● Raw data:
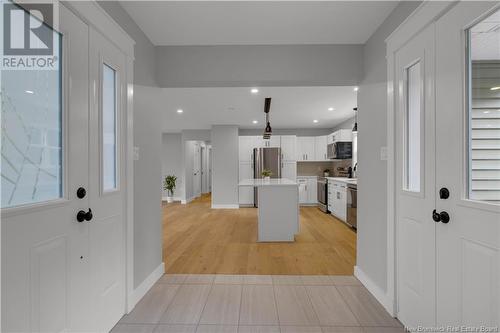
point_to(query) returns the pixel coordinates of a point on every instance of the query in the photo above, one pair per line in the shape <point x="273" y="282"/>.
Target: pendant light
<point x="268" y="130"/>
<point x="355" y="128"/>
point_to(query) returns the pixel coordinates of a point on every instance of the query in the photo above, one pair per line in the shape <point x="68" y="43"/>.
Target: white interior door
<point x="45" y="259"/>
<point x="468" y="165"/>
<point x="197" y="170"/>
<point x="415" y="180"/>
<point x="107" y="181"/>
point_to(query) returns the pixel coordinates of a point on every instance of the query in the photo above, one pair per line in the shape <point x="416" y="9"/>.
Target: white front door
<point x="448" y="171"/>
<point x="415" y="180"/>
<point x="197" y="170"/>
<point x="60" y="273"/>
<point x="468" y="165"/>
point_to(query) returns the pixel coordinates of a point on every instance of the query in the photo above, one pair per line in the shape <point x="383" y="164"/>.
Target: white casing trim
<point x="375" y="290"/>
<point x="144" y="287"/>
<point x="225" y="206"/>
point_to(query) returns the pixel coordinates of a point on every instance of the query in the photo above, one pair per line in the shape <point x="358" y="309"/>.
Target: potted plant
<point x="266" y="174"/>
<point x="169" y="186"/>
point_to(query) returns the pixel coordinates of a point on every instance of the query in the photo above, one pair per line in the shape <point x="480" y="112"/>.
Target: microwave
<point x="339" y="150"/>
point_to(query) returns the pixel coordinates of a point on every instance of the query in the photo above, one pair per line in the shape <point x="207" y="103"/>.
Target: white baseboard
<point x="375" y="290"/>
<point x="184" y="202"/>
<point x="225" y="206"/>
<point x="144" y="287"/>
<point x="175" y="199"/>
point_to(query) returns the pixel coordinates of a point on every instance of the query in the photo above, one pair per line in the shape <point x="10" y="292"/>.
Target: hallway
<point x="201" y="240"/>
<point x="266" y="304"/>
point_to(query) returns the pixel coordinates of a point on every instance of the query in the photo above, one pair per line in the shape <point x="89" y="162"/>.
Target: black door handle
<point x="84" y="216"/>
<point x="440" y="217"/>
<point x="444" y="193"/>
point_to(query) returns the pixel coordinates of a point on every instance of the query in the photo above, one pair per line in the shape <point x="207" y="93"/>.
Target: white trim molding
<point x="381" y="296"/>
<point x="144" y="287"/>
<point x="225" y="206"/>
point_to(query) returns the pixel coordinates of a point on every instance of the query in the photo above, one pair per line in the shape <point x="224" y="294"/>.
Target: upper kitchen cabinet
<point x="289" y="147"/>
<point x="246" y="145"/>
<point x="320" y="148"/>
<point x="305" y="148"/>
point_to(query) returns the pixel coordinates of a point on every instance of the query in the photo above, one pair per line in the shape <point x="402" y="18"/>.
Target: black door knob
<point x="444" y="193"/>
<point x="81" y="193"/>
<point x="440" y="217"/>
<point x="84" y="216"/>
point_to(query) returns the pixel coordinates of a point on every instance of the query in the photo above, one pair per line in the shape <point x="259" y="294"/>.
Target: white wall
<point x="171" y="154"/>
<point x="147" y="184"/>
<point x="372" y="136"/>
<point x="259" y="65"/>
<point x="225" y="166"/>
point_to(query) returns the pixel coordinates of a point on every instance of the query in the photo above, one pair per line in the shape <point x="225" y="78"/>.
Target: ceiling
<point x="485" y="38"/>
<point x="291" y="107"/>
<point x="258" y="22"/>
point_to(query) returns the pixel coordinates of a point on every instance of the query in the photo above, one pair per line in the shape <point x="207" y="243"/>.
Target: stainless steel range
<point x="322" y="189"/>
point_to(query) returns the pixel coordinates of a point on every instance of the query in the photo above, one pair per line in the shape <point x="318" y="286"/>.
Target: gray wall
<point x="348" y="124"/>
<point x="225" y="165"/>
<point x="144" y="50"/>
<point x="259" y="65"/>
<point x="171" y="154"/>
<point x="147" y="184"/>
<point x="372" y="136"/>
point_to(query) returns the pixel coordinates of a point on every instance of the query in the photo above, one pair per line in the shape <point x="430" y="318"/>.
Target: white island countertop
<point x="257" y="182"/>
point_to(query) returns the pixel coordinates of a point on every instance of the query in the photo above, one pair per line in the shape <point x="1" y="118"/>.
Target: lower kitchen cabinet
<point x="307" y="190"/>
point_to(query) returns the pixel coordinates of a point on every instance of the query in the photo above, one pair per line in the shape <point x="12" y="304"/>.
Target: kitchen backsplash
<point x="317" y="168"/>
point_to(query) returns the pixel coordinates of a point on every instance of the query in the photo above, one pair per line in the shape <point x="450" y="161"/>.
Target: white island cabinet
<point x="278" y="205"/>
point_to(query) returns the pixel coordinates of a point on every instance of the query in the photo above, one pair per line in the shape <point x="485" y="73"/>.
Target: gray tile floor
<point x="185" y="303"/>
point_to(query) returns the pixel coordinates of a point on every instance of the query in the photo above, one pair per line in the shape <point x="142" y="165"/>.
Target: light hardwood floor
<point x="200" y="240"/>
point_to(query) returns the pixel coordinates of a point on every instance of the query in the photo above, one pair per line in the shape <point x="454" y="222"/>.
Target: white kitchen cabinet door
<point x="312" y="190"/>
<point x="289" y="170"/>
<point x="288" y="148"/>
<point x="305" y="148"/>
<point x="320" y="143"/>
<point x="246" y="148"/>
<point x="245" y="193"/>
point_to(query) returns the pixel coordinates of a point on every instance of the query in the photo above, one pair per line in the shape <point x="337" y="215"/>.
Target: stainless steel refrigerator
<point x="269" y="159"/>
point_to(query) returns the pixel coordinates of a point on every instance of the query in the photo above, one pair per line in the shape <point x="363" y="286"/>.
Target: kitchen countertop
<point x="353" y="181"/>
<point x="256" y="182"/>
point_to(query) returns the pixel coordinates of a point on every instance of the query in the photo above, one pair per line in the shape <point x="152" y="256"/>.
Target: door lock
<point x="84" y="216"/>
<point x="444" y="193"/>
<point x="440" y="217"/>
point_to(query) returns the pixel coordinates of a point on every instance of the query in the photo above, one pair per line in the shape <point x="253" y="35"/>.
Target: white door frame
<point x="425" y="14"/>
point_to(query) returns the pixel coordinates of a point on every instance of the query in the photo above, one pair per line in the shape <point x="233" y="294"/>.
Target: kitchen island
<point x="278" y="205"/>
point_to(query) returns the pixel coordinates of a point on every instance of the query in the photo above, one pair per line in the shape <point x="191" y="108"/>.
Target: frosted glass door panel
<point x="413" y="128"/>
<point x="31" y="142"/>
<point x="109" y="128"/>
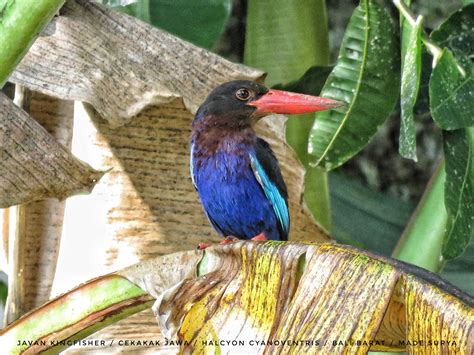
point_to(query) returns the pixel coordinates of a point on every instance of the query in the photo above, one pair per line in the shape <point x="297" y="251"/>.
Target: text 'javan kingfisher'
<point x="235" y="172"/>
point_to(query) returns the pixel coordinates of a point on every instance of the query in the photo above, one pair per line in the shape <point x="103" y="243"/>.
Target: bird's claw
<point x="202" y="246"/>
<point x="259" y="238"/>
<point x="229" y="239"/>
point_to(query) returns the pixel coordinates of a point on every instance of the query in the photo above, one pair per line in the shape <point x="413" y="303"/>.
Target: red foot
<point x="202" y="246"/>
<point x="229" y="239"/>
<point x="259" y="238"/>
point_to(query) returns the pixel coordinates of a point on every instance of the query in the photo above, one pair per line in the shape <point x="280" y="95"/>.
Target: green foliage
<point x="200" y="22"/>
<point x="451" y="100"/>
<point x="452" y="80"/>
<point x="411" y="75"/>
<point x="366" y="79"/>
<point x="459" y="191"/>
<point x="285" y="40"/>
<point x="311" y="83"/>
<point x="365" y="218"/>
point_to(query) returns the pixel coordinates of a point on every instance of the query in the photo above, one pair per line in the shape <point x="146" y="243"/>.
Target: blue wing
<point x="191" y="164"/>
<point x="267" y="172"/>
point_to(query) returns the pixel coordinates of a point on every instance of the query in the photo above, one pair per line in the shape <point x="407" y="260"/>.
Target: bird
<point x="235" y="172"/>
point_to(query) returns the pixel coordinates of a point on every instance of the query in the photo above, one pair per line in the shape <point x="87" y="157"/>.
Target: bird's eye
<point x="242" y="94"/>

● Problem statement:
Locate the line that contains "Target: bird's claw", then please quote it and every line after it to the end of the entries above, exactly and with nothing else.

● Task output:
Target: bird's claw
<point x="202" y="246"/>
<point x="259" y="238"/>
<point x="229" y="239"/>
point_to(query) returns the pixel coordinates of a point on every instance of the query in the photo above, one pair per line in the shape <point x="413" y="303"/>.
Target: red foot
<point x="202" y="246"/>
<point x="229" y="239"/>
<point x="259" y="238"/>
point_to(query) returns the pixel coordinates of a point on every instance of the query in the photo above, one pair per line in the shape <point x="280" y="95"/>.
Target: green foliage
<point x="200" y="22"/>
<point x="451" y="100"/>
<point x="452" y="80"/>
<point x="411" y="75"/>
<point x="366" y="79"/>
<point x="459" y="191"/>
<point x="285" y="40"/>
<point x="311" y="83"/>
<point x="365" y="218"/>
point_to(query) returns the pixel coordinates of a point on every instance of the query in the photo above, one pair per line in the shape <point x="146" y="243"/>.
Target: blue wing
<point x="191" y="164"/>
<point x="267" y="172"/>
point_to(query) returns the pixel coordinates of a point on every instance of the query in the photo above, one pair per line in the shape <point x="407" y="260"/>.
Target: bird
<point x="235" y="172"/>
point_to(query) returns the pixel coordinates of a point on every instance of the query in the photo above, one pair per line in the shape <point x="87" y="157"/>.
Target: bird's eye
<point x="242" y="94"/>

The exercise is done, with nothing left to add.